## Work instructions
Copy word for word the passage of the haiku introduction starting with "Another reason for" and going on through "at writing one.".

## Extract provided
--*--
Introduction to Haiku, the Japanese Form of Poetry

Haiku is a very famous and popular Japanese form of poetry that first emerged more than 400 years ago. Today, haiku is very popular worldwide, and translations of classic and modern Japanese haiku can be found in several languages. Also, many poets all around the world keep writing new haiku in different languages.

Since the introduction of haiku to the west in the early years of the 20th century, haiku has influenced the literature of many countries to a great extent. Examples of this in English literature are works of Ezra Pound and T. S. Eliot, two famous American poets whose Imagism was influenced by this form of poetry.

People find haiku interesting for many reasons. One reason may be that this form of poetry is very brief, but very delicate and precise as well.  In fact, haiku is the shortest form of poetry with a fixed pattern[1]. An ordinary haiku is as short as 17 morae, split into three sections of 5, 7, and 5 morae. People like the way a haiku tells a story with an aha moment (the moment of sudden inspiration and realization) or creates an image within only 17 morae. A good haiku is the one that gives you the perception that the poet has in mind, or gives you an extract of a story with an inspiring moment of realization and leaves you to picture the details and draw the conclusion yourself.

Another reason for the popularity of haiku may be the simple rules of writing them. Unlike some other forms of poetry, rhythm in haiku is very monotonous, smooth and almost negligible. The words and phrases used do not necessarily have to rhyme. Because of the brevity of this poetic form, using complicated figures of speech is very uncommon. These factors make people fascinated in reading them and also trying their hands at writing one.
--*--
## Given information
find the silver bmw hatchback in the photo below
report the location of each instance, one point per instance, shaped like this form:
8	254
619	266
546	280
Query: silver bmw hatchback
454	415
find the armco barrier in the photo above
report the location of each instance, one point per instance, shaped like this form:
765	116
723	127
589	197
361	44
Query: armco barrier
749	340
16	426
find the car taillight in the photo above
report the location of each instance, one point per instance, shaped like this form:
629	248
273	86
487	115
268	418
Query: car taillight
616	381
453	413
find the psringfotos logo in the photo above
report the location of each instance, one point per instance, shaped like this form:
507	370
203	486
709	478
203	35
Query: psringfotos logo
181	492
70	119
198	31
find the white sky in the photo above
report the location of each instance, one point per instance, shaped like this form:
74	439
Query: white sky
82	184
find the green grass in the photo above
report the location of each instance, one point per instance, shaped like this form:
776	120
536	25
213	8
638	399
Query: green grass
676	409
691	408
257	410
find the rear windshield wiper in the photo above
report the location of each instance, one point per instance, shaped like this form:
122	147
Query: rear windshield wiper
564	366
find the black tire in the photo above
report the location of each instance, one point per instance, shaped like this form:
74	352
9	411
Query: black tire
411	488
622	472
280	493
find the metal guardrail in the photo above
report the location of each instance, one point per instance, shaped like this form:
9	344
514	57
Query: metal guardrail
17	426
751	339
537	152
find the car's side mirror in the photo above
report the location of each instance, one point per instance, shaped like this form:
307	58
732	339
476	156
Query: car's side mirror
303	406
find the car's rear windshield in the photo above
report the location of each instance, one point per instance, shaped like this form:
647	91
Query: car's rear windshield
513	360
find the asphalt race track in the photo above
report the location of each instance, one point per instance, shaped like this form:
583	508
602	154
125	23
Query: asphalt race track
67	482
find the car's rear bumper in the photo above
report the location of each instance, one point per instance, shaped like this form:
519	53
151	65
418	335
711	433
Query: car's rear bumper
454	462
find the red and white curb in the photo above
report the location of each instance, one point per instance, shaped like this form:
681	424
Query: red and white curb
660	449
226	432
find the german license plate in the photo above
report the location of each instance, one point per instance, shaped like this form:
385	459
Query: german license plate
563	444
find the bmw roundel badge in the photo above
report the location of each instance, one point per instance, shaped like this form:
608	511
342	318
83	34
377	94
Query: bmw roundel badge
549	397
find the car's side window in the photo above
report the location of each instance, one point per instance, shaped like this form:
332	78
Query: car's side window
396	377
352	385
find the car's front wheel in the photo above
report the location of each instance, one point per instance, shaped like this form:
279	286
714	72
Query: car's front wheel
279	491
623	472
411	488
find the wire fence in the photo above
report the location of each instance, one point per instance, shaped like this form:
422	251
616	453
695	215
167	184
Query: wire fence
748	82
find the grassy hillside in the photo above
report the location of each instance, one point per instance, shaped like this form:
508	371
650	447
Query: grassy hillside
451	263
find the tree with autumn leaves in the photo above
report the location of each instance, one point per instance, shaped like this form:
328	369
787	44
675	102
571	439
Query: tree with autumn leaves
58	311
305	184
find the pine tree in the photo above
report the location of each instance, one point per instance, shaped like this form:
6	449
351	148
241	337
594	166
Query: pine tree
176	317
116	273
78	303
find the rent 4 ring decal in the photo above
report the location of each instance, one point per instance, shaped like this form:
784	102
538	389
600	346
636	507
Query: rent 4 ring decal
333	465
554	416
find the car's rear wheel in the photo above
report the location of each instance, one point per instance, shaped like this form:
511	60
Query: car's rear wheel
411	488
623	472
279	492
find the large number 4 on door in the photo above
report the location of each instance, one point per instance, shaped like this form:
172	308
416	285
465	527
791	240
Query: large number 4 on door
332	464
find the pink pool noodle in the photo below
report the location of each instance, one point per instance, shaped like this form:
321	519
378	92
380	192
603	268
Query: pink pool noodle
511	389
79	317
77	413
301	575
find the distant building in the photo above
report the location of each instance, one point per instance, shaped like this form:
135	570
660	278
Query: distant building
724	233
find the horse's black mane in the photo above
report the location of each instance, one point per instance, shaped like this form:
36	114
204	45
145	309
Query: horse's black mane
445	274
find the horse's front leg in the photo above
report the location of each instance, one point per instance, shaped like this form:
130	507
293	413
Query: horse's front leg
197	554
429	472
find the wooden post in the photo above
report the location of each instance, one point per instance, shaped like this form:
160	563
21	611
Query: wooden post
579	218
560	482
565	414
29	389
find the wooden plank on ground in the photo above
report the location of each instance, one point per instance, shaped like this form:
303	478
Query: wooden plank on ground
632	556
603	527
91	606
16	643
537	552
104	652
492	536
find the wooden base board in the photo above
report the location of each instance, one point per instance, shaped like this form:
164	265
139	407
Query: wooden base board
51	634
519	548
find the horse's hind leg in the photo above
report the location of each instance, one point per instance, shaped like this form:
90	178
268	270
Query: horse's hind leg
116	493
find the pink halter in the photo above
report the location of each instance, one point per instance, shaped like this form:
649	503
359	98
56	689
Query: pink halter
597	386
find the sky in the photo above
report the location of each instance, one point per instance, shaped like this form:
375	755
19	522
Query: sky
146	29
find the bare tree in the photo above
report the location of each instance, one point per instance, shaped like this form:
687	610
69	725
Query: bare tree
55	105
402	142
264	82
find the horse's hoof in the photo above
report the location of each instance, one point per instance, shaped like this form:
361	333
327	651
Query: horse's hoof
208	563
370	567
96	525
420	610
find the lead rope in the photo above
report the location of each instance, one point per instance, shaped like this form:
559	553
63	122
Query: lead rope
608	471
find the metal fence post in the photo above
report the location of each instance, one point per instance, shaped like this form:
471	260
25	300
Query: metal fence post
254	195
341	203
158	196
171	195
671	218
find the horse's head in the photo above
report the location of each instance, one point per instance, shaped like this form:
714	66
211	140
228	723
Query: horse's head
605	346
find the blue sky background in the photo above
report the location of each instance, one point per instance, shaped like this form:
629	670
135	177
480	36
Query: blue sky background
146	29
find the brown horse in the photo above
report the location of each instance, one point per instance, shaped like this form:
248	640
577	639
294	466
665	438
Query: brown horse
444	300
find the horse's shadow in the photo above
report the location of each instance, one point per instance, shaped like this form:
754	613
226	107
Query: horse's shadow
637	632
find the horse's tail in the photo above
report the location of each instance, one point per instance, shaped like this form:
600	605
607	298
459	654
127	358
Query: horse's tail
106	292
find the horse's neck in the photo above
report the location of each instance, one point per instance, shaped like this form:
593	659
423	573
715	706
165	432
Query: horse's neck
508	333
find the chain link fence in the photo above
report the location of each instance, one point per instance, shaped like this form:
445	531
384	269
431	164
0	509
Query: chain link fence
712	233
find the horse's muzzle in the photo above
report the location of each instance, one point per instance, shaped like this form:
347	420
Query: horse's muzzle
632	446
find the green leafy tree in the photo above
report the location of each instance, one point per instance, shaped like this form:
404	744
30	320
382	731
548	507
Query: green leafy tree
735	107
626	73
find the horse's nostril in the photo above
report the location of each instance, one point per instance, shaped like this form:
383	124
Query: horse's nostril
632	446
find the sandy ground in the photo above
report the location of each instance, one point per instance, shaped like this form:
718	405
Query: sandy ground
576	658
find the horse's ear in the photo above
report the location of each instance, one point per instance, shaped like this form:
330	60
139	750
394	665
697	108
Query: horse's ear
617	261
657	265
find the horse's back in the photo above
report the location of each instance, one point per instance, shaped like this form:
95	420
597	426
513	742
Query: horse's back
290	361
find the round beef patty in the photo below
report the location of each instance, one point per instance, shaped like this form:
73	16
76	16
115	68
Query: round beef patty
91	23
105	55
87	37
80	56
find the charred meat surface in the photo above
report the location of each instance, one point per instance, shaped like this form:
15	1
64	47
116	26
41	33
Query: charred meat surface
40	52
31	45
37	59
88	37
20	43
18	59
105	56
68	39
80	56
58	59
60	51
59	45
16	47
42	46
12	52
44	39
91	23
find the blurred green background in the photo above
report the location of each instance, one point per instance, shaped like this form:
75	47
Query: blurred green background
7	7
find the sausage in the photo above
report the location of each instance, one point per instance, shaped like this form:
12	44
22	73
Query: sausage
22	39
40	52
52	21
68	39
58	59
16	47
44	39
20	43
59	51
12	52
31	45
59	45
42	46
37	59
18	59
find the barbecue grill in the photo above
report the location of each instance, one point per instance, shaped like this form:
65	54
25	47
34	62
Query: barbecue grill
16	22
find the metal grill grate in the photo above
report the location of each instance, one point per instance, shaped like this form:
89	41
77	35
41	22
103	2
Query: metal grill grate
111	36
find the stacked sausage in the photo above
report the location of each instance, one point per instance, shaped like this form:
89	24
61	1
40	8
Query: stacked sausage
--*--
## In response
Another reason for the popularity of haiku may be the simple rules of writing them. Unlike some other forms of poetry, rhythm in haiku is very monotonous, smooth and almost negligible. The words and phrases used do not necessarily have to rhyme. Because of the brevity of this poetic form, using complicated figures of speech is very uncommon. These factors make people fascinated in reading them and also trying their hands at writing one.